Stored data
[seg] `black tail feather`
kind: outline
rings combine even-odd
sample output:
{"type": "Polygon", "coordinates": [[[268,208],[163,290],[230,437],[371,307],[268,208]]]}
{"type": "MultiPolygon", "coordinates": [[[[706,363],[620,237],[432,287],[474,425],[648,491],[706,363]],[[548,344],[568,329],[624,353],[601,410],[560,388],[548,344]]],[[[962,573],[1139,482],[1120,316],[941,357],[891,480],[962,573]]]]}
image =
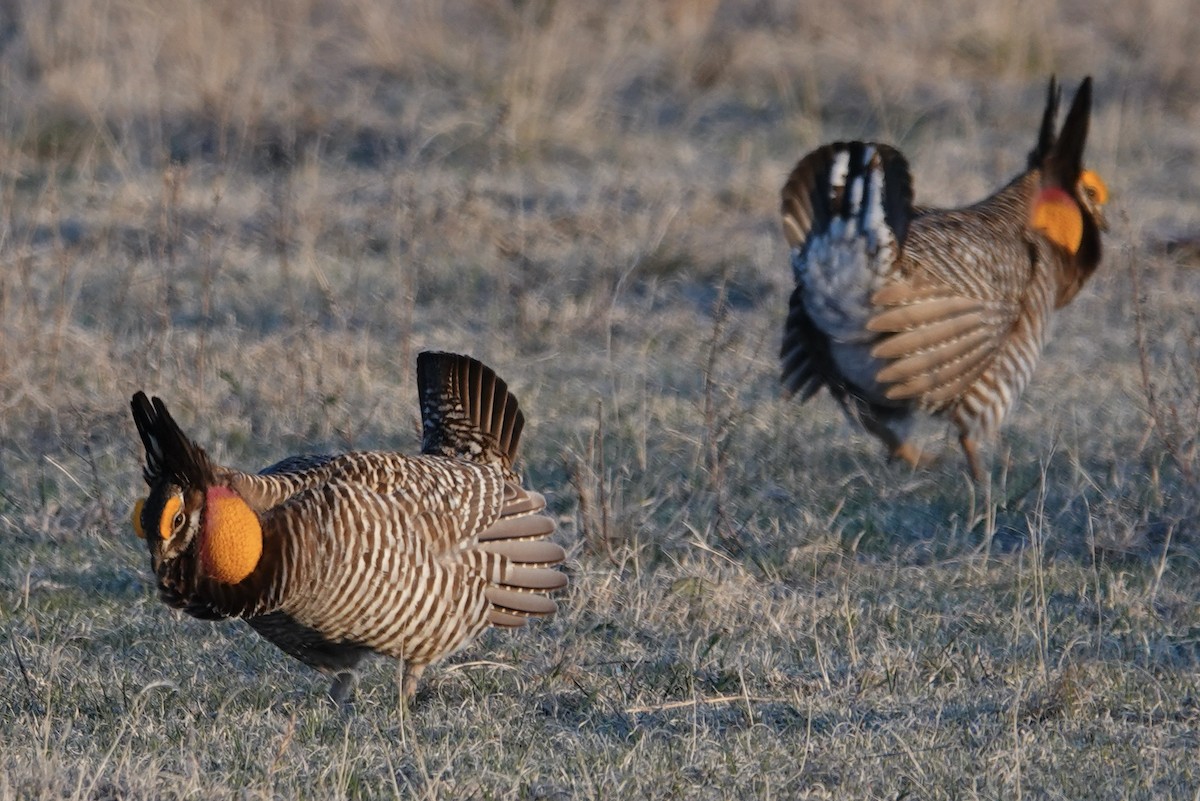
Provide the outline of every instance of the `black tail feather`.
{"type": "Polygon", "coordinates": [[[422,453],[472,461],[516,459],[525,415],[508,385],[483,363],[455,353],[417,356],[422,453]]]}

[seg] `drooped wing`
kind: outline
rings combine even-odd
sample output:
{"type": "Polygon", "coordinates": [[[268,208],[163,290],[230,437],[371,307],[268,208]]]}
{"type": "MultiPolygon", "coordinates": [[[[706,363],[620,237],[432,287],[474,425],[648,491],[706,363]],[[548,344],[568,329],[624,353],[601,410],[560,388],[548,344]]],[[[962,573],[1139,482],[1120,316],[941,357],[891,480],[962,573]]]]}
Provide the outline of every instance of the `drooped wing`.
{"type": "Polygon", "coordinates": [[[330,483],[392,499],[426,533],[435,552],[453,551],[500,516],[506,478],[500,465],[442,456],[362,452],[339,456],[330,483]]]}
{"type": "Polygon", "coordinates": [[[993,364],[1020,315],[1002,297],[974,298],[952,287],[890,284],[875,293],[867,323],[885,335],[871,355],[887,362],[876,374],[893,400],[939,410],[961,398],[993,364]]]}
{"type": "MultiPolygon", "coordinates": [[[[542,514],[545,499],[508,490],[480,528],[483,517],[464,518],[445,496],[381,494],[334,479],[273,511],[267,526],[286,530],[290,544],[308,552],[309,566],[301,570],[328,602],[305,608],[310,624],[327,621],[326,635],[356,639],[361,627],[371,628],[372,616],[389,610],[419,615],[440,607],[449,614],[453,607],[467,614],[476,592],[491,605],[490,622],[517,626],[551,614],[555,605],[545,594],[567,580],[553,569],[565,553],[546,541],[555,524],[542,514]],[[335,622],[350,628],[332,631],[335,622]]],[[[291,561],[301,563],[298,556],[291,561]]]]}

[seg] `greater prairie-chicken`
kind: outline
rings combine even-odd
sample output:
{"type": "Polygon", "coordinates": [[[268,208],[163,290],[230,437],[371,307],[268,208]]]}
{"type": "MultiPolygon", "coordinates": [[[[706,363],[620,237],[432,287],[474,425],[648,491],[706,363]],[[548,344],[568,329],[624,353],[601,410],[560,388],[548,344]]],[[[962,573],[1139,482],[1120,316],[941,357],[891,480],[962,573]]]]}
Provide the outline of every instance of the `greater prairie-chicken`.
{"type": "Polygon", "coordinates": [[[404,662],[410,698],[426,666],[488,625],[555,611],[546,499],[513,459],[524,415],[507,385],[465,356],[417,359],[419,456],[297,456],[259,473],[214,464],[158,398],[133,396],[149,496],[134,513],[159,595],[205,619],[242,618],[334,677],[345,700],[369,652],[404,662]]]}
{"type": "Polygon", "coordinates": [[[1055,136],[1050,79],[1027,169],[961,209],[912,203],[908,164],[874,142],[809,153],[783,187],[783,230],[796,289],[780,349],[785,391],[821,387],[879,437],[891,457],[924,461],[914,414],[959,431],[971,473],[1028,383],[1050,314],[1100,263],[1108,189],[1083,168],[1092,81],[1055,136]]]}

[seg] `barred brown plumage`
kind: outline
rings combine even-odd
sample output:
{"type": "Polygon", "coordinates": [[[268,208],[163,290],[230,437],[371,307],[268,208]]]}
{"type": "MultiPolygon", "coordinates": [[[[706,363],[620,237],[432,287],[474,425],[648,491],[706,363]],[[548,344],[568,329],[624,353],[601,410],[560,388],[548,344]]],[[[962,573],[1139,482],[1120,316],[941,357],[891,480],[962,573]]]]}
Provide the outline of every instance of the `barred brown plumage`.
{"type": "Polygon", "coordinates": [[[982,477],[977,442],[1028,384],[1050,313],[1100,264],[1108,189],[1083,168],[1091,78],[1056,137],[1059,98],[1051,78],[1027,169],[966,208],[914,206],[908,164],[887,145],[837,142],[800,160],[782,192],[788,394],[828,388],[914,466],[914,413],[943,415],[982,477]]]}
{"type": "Polygon", "coordinates": [[[404,661],[409,698],[488,625],[553,614],[565,554],[547,540],[546,499],[513,470],[516,398],[448,353],[420,354],[417,382],[420,455],[295,456],[257,474],[213,464],[160,399],[134,395],[150,487],[135,523],[163,601],[246,620],[332,674],[337,701],[368,653],[404,661]]]}

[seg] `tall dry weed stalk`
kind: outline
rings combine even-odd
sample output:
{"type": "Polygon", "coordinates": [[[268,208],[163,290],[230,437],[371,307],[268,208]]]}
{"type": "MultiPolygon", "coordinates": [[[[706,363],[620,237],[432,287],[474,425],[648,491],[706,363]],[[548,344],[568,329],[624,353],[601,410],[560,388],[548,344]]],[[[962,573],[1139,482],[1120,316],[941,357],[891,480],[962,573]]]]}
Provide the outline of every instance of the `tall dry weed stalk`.
{"type": "Polygon", "coordinates": [[[717,298],[713,301],[712,334],[708,342],[708,355],[704,366],[704,467],[709,491],[713,495],[714,525],[717,541],[726,549],[737,553],[737,526],[729,512],[728,487],[725,476],[725,441],[729,436],[732,414],[718,397],[717,362],[728,347],[726,324],[729,320],[729,303],[726,282],[721,282],[717,298]]]}
{"type": "Polygon", "coordinates": [[[1156,364],[1150,339],[1158,332],[1152,329],[1141,263],[1130,251],[1126,261],[1133,284],[1134,337],[1148,424],[1195,497],[1200,491],[1200,318],[1192,318],[1183,352],[1167,354],[1166,365],[1156,364]]]}
{"type": "Polygon", "coordinates": [[[620,543],[612,526],[611,501],[607,465],[604,458],[604,402],[596,401],[596,427],[588,440],[587,453],[564,456],[571,487],[579,504],[579,530],[588,550],[603,554],[615,567],[622,559],[618,555],[620,543]]]}
{"type": "Polygon", "coordinates": [[[1134,338],[1139,379],[1146,399],[1147,431],[1143,442],[1154,437],[1179,473],[1181,486],[1164,487],[1157,468],[1151,480],[1165,508],[1162,546],[1155,565],[1152,596],[1157,596],[1167,569],[1172,542],[1181,531],[1200,530],[1200,318],[1193,316],[1178,348],[1156,356],[1151,340],[1159,332],[1149,312],[1139,257],[1126,251],[1133,288],[1134,338]],[[1165,359],[1166,364],[1157,362],[1165,359]]]}

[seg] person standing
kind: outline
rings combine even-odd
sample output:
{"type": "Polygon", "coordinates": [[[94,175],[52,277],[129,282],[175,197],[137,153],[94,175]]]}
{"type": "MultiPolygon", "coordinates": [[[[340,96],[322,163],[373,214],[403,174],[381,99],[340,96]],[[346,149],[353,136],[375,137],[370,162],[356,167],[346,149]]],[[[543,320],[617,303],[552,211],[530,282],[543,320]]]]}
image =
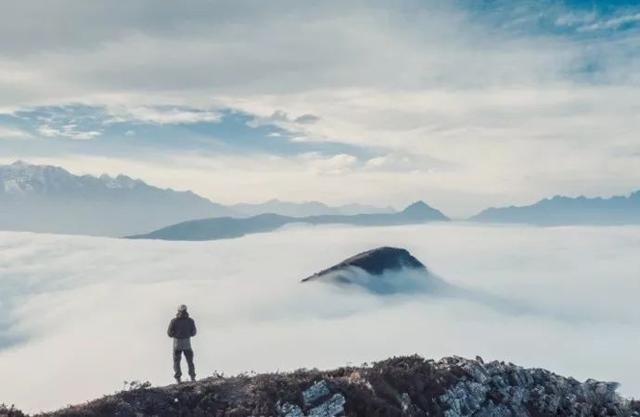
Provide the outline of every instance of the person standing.
{"type": "Polygon", "coordinates": [[[177,383],[182,382],[182,370],[180,361],[184,353],[189,366],[189,376],[191,381],[196,380],[196,369],[193,365],[193,350],[191,349],[191,338],[196,335],[196,323],[187,312],[187,306],[182,304],[178,307],[178,314],[169,323],[167,330],[169,337],[173,338],[173,370],[177,383]]]}

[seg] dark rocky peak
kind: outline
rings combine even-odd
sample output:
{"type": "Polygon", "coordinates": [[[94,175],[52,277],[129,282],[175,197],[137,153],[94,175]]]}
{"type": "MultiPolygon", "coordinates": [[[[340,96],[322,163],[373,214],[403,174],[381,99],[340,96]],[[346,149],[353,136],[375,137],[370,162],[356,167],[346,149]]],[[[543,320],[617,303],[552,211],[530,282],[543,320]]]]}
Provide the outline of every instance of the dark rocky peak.
{"type": "Polygon", "coordinates": [[[416,201],[401,212],[402,216],[411,220],[448,220],[448,217],[434,209],[424,201],[416,201]]]}
{"type": "Polygon", "coordinates": [[[426,271],[426,267],[422,262],[411,255],[408,250],[383,246],[347,258],[330,268],[324,269],[308,278],[305,278],[303,281],[316,279],[322,275],[351,267],[359,268],[371,275],[381,275],[388,271],[398,271],[403,268],[423,269],[426,271]]]}
{"type": "Polygon", "coordinates": [[[379,294],[442,287],[408,250],[388,246],[359,253],[302,280],[310,281],[356,285],[379,294]]]}
{"type": "MultiPolygon", "coordinates": [[[[449,357],[398,357],[332,371],[213,377],[123,392],[40,417],[589,417],[640,416],[617,384],[449,357]]],[[[22,417],[5,409],[0,416],[22,417]],[[12,414],[10,414],[12,413],[12,414]]]]}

Task to carry out: Working down from the line that contains "Provide the outline of every instance of the person", retype each line exactly through the last line of the data, and give nothing else.

Response below:
Provide the outline of every instance of the person standing.
{"type": "Polygon", "coordinates": [[[177,383],[182,382],[182,370],[180,361],[184,353],[189,366],[189,376],[191,381],[196,380],[196,369],[193,365],[193,350],[191,349],[191,338],[196,335],[196,323],[187,312],[187,306],[182,304],[178,307],[178,314],[169,323],[167,330],[169,337],[173,338],[173,370],[177,383]]]}

[seg] dark rocky peak
kind: outline
rings combine even-odd
sample output:
{"type": "Polygon", "coordinates": [[[94,175],[52,277],[129,282],[175,197],[137,153],[94,175]]]}
{"type": "MultiPolygon", "coordinates": [[[[340,96],[322,163],[373,214],[403,174],[381,99],[340,96]],[[346,149],[353,136],[375,137],[370,162],[356,167],[346,149]]],[[[543,320],[617,303],[552,211],[530,282],[543,320]]]]}
Provide the outline of every instance of the dark rocky peak.
{"type": "Polygon", "coordinates": [[[416,201],[401,212],[402,216],[411,220],[448,220],[448,217],[434,209],[424,201],[416,201]]]}
{"type": "Polygon", "coordinates": [[[426,271],[426,267],[422,262],[411,255],[408,250],[383,246],[347,258],[330,268],[324,269],[308,278],[305,278],[303,281],[316,279],[322,275],[351,267],[359,268],[371,275],[381,275],[388,271],[398,271],[403,268],[423,269],[426,271]]]}
{"type": "Polygon", "coordinates": [[[379,294],[442,287],[408,250],[388,246],[359,253],[302,280],[310,281],[356,285],[379,294]]]}
{"type": "MultiPolygon", "coordinates": [[[[449,357],[398,357],[332,371],[213,377],[123,392],[40,417],[589,417],[640,416],[617,384],[449,357]]],[[[22,417],[5,409],[0,416],[22,417]],[[12,414],[10,414],[12,413],[12,414]]]]}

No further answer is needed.